◆ **ANFORDERUNGEN**: Kannst du das Material vom Anfang bis einschließlich der Zeile mit „pixel 232 201“ in eine JSON-Liste von Zeichenketten überführen, mit einem Eintrag pro Zeile und ohne Leerzeilen?

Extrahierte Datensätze
==================================================

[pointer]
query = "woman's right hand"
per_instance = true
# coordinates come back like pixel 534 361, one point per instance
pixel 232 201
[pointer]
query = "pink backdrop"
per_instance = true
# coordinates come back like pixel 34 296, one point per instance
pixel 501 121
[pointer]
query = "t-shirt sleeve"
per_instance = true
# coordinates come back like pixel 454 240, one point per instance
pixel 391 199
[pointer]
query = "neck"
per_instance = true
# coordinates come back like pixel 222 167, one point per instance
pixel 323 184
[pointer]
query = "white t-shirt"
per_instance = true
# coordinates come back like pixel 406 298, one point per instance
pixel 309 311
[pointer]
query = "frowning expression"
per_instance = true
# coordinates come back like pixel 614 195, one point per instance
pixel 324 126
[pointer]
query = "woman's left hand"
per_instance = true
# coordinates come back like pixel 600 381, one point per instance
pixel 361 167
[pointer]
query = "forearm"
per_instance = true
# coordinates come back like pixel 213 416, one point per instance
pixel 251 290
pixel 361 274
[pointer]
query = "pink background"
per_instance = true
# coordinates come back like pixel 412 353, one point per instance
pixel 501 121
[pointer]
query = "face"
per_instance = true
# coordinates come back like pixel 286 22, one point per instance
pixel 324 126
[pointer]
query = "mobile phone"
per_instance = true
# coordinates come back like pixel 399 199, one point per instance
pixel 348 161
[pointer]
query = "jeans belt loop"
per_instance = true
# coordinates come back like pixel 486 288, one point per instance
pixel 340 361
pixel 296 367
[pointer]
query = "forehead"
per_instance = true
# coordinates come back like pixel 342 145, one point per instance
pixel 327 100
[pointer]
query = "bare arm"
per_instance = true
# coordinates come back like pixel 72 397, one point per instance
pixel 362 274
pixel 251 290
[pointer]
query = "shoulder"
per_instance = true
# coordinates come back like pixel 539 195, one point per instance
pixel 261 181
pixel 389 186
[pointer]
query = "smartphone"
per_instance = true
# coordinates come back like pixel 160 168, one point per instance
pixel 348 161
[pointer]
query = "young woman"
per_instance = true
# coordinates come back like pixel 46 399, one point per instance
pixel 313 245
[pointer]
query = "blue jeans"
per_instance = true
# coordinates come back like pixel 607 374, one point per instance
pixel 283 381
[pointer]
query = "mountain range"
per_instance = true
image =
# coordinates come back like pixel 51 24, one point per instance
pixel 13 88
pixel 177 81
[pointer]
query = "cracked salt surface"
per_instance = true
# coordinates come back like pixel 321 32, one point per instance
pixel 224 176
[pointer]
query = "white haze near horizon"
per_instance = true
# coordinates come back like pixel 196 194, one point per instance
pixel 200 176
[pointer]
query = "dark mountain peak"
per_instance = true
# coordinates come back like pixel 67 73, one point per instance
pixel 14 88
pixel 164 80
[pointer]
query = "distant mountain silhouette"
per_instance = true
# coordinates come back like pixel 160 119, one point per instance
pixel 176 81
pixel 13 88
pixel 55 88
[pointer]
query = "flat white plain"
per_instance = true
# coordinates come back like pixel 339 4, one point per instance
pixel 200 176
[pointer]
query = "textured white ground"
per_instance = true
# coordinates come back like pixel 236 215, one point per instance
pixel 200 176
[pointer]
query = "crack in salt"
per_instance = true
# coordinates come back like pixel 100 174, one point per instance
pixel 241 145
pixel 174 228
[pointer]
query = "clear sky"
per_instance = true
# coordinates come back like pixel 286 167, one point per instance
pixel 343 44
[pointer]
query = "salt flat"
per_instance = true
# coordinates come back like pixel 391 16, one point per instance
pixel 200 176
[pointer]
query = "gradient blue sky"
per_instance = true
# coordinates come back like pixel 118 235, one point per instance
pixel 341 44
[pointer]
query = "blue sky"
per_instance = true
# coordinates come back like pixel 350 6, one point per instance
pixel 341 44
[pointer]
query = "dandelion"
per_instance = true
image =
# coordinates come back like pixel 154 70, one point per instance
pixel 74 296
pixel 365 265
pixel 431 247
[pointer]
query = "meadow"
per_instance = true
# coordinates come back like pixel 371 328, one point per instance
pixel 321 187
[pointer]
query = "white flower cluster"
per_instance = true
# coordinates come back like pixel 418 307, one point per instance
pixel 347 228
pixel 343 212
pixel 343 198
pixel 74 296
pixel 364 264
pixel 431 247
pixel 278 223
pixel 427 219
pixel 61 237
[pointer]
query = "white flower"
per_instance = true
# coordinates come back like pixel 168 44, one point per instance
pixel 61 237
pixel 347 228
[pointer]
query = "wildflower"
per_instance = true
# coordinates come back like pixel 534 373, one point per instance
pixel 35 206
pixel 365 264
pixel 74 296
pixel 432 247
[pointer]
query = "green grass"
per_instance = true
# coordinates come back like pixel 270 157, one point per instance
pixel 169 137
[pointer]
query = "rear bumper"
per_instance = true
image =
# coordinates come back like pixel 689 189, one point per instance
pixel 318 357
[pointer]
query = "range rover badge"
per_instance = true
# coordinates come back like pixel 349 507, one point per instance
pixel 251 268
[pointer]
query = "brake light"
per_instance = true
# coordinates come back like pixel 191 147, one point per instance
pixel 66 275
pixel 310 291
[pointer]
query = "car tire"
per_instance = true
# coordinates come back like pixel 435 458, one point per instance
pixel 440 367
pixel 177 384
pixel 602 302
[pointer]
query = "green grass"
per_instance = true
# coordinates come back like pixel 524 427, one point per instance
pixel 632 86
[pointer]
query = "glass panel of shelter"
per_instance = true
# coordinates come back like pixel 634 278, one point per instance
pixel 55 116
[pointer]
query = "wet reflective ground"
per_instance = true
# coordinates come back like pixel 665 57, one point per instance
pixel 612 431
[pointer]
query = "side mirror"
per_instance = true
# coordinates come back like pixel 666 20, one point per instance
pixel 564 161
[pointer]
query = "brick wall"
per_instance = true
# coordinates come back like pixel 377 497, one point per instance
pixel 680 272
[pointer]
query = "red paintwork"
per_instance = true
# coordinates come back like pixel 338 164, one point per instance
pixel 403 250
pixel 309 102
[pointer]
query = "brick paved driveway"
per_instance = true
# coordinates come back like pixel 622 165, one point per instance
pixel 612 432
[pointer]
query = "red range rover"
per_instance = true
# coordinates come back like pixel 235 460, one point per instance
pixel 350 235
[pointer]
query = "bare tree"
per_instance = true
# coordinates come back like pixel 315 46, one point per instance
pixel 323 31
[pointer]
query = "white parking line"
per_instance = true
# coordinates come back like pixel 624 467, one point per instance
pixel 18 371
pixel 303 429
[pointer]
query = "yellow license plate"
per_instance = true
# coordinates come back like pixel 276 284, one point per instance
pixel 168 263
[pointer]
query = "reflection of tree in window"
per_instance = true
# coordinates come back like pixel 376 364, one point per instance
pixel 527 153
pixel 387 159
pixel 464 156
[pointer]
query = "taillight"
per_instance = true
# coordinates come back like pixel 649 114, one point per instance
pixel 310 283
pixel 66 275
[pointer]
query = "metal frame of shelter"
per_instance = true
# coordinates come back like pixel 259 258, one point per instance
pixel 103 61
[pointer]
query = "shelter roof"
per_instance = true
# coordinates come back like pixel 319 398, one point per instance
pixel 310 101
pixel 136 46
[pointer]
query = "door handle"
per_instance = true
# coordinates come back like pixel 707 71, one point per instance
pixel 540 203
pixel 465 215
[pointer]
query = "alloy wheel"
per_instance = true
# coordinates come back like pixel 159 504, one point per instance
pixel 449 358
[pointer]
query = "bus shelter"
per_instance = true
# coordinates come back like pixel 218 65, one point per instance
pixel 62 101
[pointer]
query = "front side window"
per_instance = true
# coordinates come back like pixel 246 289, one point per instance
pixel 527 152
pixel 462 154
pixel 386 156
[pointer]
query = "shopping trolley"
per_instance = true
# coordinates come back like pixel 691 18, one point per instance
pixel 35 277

==================================================

◆ **ANTWORT ZUR AUFGABE**:
[
  "[pointer]",
  "query = \"woman's right hand\"",
  "per_instance = true",
  "# coordinates come back like pixel 534 361, one point per instance",
  "pixel 232 201"
]